TASK BRIEF: Every line from the line containing "Objective — locate every instance of the concrete" through the final line of the data is to be printed exactly; no other line is to appear.

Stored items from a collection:
-.-.-
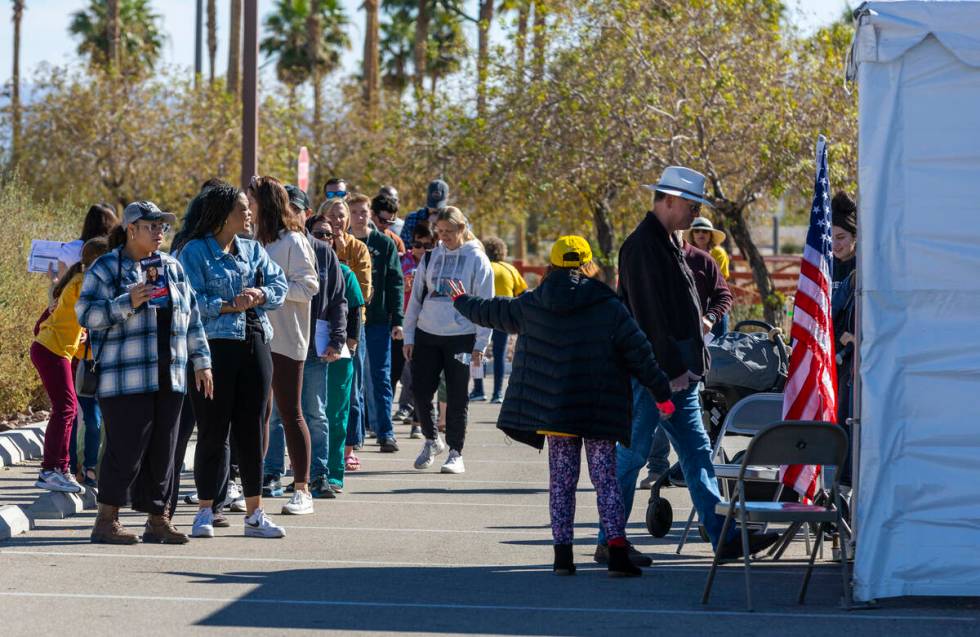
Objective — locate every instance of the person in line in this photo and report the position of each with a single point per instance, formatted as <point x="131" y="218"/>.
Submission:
<point x="573" y="314"/>
<point x="340" y="373"/>
<point x="384" y="321"/>
<point x="436" y="200"/>
<point x="507" y="282"/>
<point x="705" y="237"/>
<point x="422" y="243"/>
<point x="58" y="340"/>
<point x="439" y="339"/>
<point x="657" y="286"/>
<point x="237" y="285"/>
<point x="284" y="238"/>
<point x="715" y="300"/>
<point x="844" y="237"/>
<point x="142" y="366"/>
<point x="357" y="257"/>
<point x="329" y="306"/>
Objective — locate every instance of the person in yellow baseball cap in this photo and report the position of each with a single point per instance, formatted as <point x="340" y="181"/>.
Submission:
<point x="577" y="349"/>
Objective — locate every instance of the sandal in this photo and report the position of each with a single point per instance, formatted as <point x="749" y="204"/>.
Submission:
<point x="352" y="463"/>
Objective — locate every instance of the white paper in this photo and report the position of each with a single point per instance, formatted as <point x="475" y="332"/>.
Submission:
<point x="44" y="255"/>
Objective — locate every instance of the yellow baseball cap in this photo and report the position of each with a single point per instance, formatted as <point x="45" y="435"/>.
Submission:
<point x="570" y="252"/>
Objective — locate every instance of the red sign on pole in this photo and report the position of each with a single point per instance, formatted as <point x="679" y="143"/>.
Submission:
<point x="303" y="170"/>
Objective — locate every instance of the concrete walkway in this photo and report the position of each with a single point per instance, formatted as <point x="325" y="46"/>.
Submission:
<point x="408" y="552"/>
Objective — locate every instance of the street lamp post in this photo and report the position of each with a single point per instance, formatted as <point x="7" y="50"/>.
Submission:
<point x="250" y="107"/>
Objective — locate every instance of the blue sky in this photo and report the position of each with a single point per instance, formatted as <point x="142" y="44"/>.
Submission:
<point x="45" y="31"/>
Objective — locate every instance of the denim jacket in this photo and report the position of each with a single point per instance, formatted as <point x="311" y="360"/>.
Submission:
<point x="125" y="340"/>
<point x="218" y="277"/>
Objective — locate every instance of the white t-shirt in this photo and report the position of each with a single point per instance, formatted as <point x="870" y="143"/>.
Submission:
<point x="71" y="252"/>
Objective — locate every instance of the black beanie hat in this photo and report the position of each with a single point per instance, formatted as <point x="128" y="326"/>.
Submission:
<point x="844" y="212"/>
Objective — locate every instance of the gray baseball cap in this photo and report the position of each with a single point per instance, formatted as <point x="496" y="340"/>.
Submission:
<point x="146" y="211"/>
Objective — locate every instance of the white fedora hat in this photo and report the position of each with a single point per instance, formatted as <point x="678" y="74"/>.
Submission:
<point x="681" y="182"/>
-.-.-
PROBLEM SOLUTION:
Objective — locate every instance of the concrete walkway in this photo and report the position of each with a single point per instance, formatted as <point x="325" y="46"/>.
Submission:
<point x="408" y="552"/>
Objective — locate every instance of the street lamp post in this photo and report the position of each with a single point per instance, formatted as <point x="7" y="50"/>.
Submission:
<point x="250" y="107"/>
Objective — locate every instance of the blue sky in this photo and report the position of each with a single point per instance, formatted as <point x="142" y="44"/>.
Submission:
<point x="45" y="31"/>
Objective — locate every instance of the denim jacket in this photo and report the position of each with a single point per instance, formatted as <point x="311" y="360"/>.
Submission:
<point x="125" y="340"/>
<point x="218" y="277"/>
Objective — locate every instance of the white t-shirt in this photo and report the position of each with a single point per instance, formatted as <point x="870" y="143"/>.
Submission:
<point x="71" y="252"/>
Objective — locate every instance of the black beanie hat in this photo and report the position of each with a single point per instance, formatted as <point x="128" y="326"/>.
Submission:
<point x="844" y="212"/>
Objective — locate every instance of the gray baseball cap in this photo and report the position of each with a single point per instance, formatted as <point x="496" y="340"/>.
Submission:
<point x="146" y="211"/>
Objective — locate every instance of the white fedora hat in this photo and report the position of each with a single point per instance, formatted as <point x="678" y="74"/>.
Submission:
<point x="681" y="182"/>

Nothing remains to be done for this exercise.